Stored data entries
━━━━━━━━━━━━━━━━━━━━━━━━━━━━━━

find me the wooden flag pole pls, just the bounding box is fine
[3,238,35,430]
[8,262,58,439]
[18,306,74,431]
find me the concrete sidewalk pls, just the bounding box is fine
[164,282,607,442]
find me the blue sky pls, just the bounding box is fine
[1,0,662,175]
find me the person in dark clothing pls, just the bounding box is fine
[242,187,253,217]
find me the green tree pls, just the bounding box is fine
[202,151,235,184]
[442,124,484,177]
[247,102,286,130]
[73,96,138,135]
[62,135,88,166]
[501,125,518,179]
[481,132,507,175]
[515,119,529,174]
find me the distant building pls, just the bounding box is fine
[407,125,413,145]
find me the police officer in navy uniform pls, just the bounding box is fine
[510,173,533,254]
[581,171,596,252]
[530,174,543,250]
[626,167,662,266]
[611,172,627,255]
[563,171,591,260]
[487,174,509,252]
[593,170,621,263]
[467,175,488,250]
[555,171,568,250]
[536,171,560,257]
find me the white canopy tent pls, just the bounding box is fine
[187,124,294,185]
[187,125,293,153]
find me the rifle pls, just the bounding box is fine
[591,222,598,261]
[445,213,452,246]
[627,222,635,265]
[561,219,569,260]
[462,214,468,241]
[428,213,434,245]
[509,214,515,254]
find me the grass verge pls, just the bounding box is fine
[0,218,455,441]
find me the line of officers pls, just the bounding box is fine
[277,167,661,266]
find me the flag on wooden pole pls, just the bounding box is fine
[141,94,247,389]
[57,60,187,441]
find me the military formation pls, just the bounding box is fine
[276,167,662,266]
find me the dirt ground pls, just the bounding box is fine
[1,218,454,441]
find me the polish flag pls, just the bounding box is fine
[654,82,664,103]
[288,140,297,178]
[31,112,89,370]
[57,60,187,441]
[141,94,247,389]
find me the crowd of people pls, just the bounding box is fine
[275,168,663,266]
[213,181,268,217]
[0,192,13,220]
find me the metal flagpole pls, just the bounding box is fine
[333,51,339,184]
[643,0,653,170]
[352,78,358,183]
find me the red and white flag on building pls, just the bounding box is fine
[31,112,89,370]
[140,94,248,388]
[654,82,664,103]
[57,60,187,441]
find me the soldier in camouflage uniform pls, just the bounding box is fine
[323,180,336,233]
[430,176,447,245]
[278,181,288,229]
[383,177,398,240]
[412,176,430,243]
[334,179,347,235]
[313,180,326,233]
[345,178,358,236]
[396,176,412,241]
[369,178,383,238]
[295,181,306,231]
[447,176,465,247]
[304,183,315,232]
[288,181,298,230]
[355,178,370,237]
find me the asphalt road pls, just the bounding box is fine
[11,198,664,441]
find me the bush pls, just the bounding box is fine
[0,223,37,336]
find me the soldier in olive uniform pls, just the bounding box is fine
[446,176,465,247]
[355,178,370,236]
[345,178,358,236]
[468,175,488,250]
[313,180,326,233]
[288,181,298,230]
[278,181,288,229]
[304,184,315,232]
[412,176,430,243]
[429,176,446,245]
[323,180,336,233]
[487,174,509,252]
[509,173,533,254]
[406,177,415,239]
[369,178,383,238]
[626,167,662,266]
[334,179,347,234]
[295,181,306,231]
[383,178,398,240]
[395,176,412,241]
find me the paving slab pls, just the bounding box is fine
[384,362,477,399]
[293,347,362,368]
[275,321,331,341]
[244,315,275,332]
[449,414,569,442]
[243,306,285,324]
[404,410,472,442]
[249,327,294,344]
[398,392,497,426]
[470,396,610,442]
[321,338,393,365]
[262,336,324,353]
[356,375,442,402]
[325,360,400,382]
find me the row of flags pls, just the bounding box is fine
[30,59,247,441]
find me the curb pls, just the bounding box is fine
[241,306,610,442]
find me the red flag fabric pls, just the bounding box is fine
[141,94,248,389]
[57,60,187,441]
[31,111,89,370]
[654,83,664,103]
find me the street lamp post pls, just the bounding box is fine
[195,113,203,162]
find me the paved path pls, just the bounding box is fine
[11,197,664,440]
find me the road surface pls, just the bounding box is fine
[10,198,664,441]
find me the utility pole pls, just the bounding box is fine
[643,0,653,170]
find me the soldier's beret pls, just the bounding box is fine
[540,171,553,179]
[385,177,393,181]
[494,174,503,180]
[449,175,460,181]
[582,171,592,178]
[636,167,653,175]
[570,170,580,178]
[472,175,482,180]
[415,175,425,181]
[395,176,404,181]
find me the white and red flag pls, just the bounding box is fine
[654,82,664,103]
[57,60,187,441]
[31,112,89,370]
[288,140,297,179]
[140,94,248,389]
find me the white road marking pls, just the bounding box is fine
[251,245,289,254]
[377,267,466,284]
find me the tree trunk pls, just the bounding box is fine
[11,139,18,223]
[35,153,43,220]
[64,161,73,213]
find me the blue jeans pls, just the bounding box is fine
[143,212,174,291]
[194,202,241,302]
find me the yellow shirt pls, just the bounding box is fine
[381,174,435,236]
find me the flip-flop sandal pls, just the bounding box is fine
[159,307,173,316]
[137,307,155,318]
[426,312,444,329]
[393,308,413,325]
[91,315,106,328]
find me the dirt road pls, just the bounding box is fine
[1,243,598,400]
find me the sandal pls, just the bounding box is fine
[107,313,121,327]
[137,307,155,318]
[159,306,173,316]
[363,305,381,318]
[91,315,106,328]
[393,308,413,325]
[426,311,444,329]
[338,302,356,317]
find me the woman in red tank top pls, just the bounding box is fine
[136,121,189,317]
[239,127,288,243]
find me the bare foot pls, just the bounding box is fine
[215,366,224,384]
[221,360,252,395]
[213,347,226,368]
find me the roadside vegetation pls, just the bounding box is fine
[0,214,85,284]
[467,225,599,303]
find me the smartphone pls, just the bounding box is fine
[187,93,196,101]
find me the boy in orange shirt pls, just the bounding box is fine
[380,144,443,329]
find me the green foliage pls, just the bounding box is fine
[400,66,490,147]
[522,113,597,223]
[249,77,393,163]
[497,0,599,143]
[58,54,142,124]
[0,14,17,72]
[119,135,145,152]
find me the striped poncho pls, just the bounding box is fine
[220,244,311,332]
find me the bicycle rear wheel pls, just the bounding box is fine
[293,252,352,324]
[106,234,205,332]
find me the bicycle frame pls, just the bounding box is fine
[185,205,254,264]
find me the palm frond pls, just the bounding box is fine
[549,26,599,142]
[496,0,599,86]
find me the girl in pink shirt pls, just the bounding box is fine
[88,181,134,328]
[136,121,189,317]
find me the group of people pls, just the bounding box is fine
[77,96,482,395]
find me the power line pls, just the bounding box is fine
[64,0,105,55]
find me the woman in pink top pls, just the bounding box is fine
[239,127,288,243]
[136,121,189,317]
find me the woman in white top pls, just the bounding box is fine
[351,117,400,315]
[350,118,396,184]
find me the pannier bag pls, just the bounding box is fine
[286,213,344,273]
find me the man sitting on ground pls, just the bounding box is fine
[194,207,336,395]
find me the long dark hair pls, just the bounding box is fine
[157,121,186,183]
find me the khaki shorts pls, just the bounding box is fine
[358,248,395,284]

━━━━━━━━━━━━━━━━━━━━━━━━━━━━━━

▸ **YOUR TASK**:
All of the records above are to be copied exactly.

▸ **OUTPUT FOR THIS EXERCISE**:
find me the wooden flag pole pls, just the bounding box is fine
[3,238,35,430]
[8,262,58,439]
[18,306,74,431]
find me the concrete sidewalk pls, just the bounding box is fine
[164,282,607,442]
find me the blue sky pls, just the bounding box is fine
[1,0,662,175]
find me the person in dark clothing pls, just the bounding box is fine
[242,187,253,217]
find me the green tree pls, just the bounding box is fine
[202,151,235,184]
[442,124,484,177]
[247,102,286,130]
[73,96,138,135]
[62,135,88,166]
[501,125,518,179]
[481,132,507,175]
[515,119,529,174]
find me the distant building pls, just the bounding box is fine
[407,125,413,145]
find me the police officer in navy uniform pls, just the bounding box is fine
[510,173,533,254]
[581,171,596,252]
[530,174,543,250]
[626,167,662,266]
[611,172,627,255]
[563,171,591,260]
[487,174,509,252]
[593,170,621,263]
[467,175,488,250]
[555,171,568,250]
[536,171,560,257]
find me the white canopy tent pls, just the bounding box is fine
[187,124,294,185]
[187,125,293,153]
find me the rifle pls, just the bounding box is fine
[591,222,598,261]
[445,213,452,246]
[627,222,635,265]
[561,219,569,260]
[462,214,468,241]
[428,213,434,245]
[509,214,515,254]
find me the grass verge pls, just the bounding box is fine
[0,218,455,441]
find me the line of officers pls, just the bounding box is fine
[277,167,661,266]
find me the flag on wooden pole pls, just the bounding box is fine
[141,94,247,389]
[57,60,187,441]
find me the military formation pls, just the bounding box is fine
[276,167,662,266]
find me the dirt ground pls, just the bounding box is fine
[1,218,454,441]
find me the polish flag pls, just the bounding box is fine
[654,82,664,103]
[288,140,297,178]
[31,112,89,370]
[57,60,187,441]
[141,94,247,389]
find me the crowd of people pls, just the bounding box is fine
[275,168,663,266]
[213,181,268,217]
[0,192,13,220]
find me the metal flagpole pls, just the bounding box is fine
[333,51,339,184]
[643,0,653,170]
[352,78,358,183]
find me the red and white flag on building pls, just the bounding box is fine
[31,112,89,370]
[140,94,248,388]
[654,82,664,103]
[57,60,187,441]
find me the soldier in camouflage uniform pls, just the bounding box is fine
[323,180,336,233]
[430,176,447,245]
[278,181,288,229]
[383,177,398,240]
[412,176,430,243]
[334,179,347,235]
[313,180,326,233]
[345,178,358,236]
[396,176,412,241]
[369,178,383,238]
[295,181,306,231]
[447,176,465,247]
[304,183,315,232]
[288,181,298,230]
[355,178,370,237]
find me the asphalt road pls, just the bounding box is fine
[11,198,664,441]
find me the bush pls, just the bounding box is fine
[0,223,37,336]
find me the soldier in olive uniform pls, just the bounding box is fine
[446,176,465,247]
[355,178,370,236]
[345,178,358,236]
[468,175,488,250]
[313,180,326,233]
[288,181,298,230]
[278,181,288,229]
[304,184,315,232]
[412,176,430,243]
[429,176,446,245]
[323,180,336,233]
[487,174,509,252]
[509,173,533,254]
[406,177,415,239]
[369,178,383,238]
[626,167,662,266]
[334,179,347,234]
[295,181,306,231]
[383,178,398,240]
[395,176,412,241]
find me the paving slab pls, just the bounding box is fine
[384,362,477,399]
[293,347,362,368]
[275,321,331,341]
[244,315,275,332]
[449,414,569,442]
[243,306,285,324]
[404,410,472,442]
[249,327,294,344]
[398,392,497,426]
[470,396,610,442]
[321,338,393,365]
[262,336,324,353]
[356,375,442,402]
[325,360,400,382]
find me the row of flags pls, just the bounding box is fine
[30,59,247,441]
find me the curb pls, just the bounding box is fine
[241,306,610,442]
find me the red flag fabric pls, just the bounding box is fine
[141,94,248,389]
[57,60,187,441]
[31,111,89,370]
[654,83,664,103]
find me the street lamp post pls, just the bounding box is fine
[195,113,203,162]
find me the paved path pls, just the bounding box is fine
[11,197,664,440]
find me the road surface pls, just the bounding box is fine
[10,198,664,441]
find me the utility pole pls, just the bounding box is fine
[643,0,653,170]
find me the soldier's beret pls, just the bounding box is fine
[540,171,553,179]
[385,177,393,181]
[494,174,503,180]
[449,175,460,181]
[582,171,592,178]
[636,167,653,175]
[570,170,580,178]
[472,175,482,180]
[415,175,425,181]
[395,176,404,181]
find me the white and red flag pls, just the bounding box is fine
[654,82,664,103]
[57,60,187,441]
[31,112,89,370]
[288,140,297,179]
[140,94,248,389]
find me the white road marking pls, just the bounding box is fine
[251,245,289,254]
[377,267,466,284]
find me the tree trunk pls, just the bounding box is fine
[11,139,18,223]
[35,153,43,220]
[64,161,73,213]
find me the blue jeans pls, just the bounding box is fine
[143,212,174,291]
[194,202,241,302]
find me the yellow shirt pls, just the bounding box is fine
[381,174,435,236]
find me the flip-flop sandal pls, just the bounding box is fine
[159,307,173,316]
[137,307,155,318]
[426,312,444,329]
[393,308,413,325]
[91,315,106,328]
find me the dirt road pls, just the bounding box is fine
[1,243,598,400]
find me the sandal pls, just the bounding box is fine
[107,313,121,327]
[137,307,155,318]
[159,306,173,316]
[363,305,381,318]
[91,315,106,328]
[393,308,413,325]
[426,311,444,329]
[338,302,356,317]
find me the woman in red tank top pls, just the bounding box is fine
[136,121,189,317]
[239,127,288,243]
find me the bare foot pls, just the bounding box is fine
[215,366,224,384]
[221,360,252,395]
[213,347,226,368]
find me the roadside vegetation pls, just the bounding box is fine
[0,214,85,284]
[467,225,599,303]
find me the smartphone pls, just the bounding box is fine
[187,93,196,101]
find me the boy in orange shirt pls, just the bounding box is fine
[380,144,443,329]
find me the green foliage pls, just the bounding box is fine
[400,66,490,147]
[522,113,597,223]
[249,77,393,163]
[497,0,599,143]
[58,54,142,124]
[0,14,17,72]
[119,135,145,152]
find me the striped poncho pls, just the bounding box is fine
[220,244,311,332]
find me the bicycle rear wheel pls, just the bounding box is fine
[293,252,352,324]
[106,234,205,332]
find me the bicycle frame pls, just the bounding box is fine
[185,205,254,264]
find me the palm frond pls, just the bounding box is fine
[549,26,599,142]
[496,0,599,86]
find me the girl in pink shirt pls, just the bounding box is fine
[88,181,134,328]
[136,121,189,317]
find me the group of people pls, just the bounding box is fine
[77,96,482,395]
find me the power line pls, just the bounding box is fine
[64,0,105,55]
find me the woman in pink top pls, just the bounding box is fine
[239,127,288,243]
[136,121,189,317]
find me the woman in white top pls, just the bounding box is fine
[351,117,400,315]
[350,118,396,184]
find me the pannier bag pls, just the bounding box is fine
[286,213,344,273]
find me the man sitting on ground pls, just the bounding box is fine
[194,207,336,395]
find me the long dark hair pls, just the bounding box is fine
[157,121,186,183]
find me the khaki shorts pls, just the bounding box is fine
[358,248,395,284]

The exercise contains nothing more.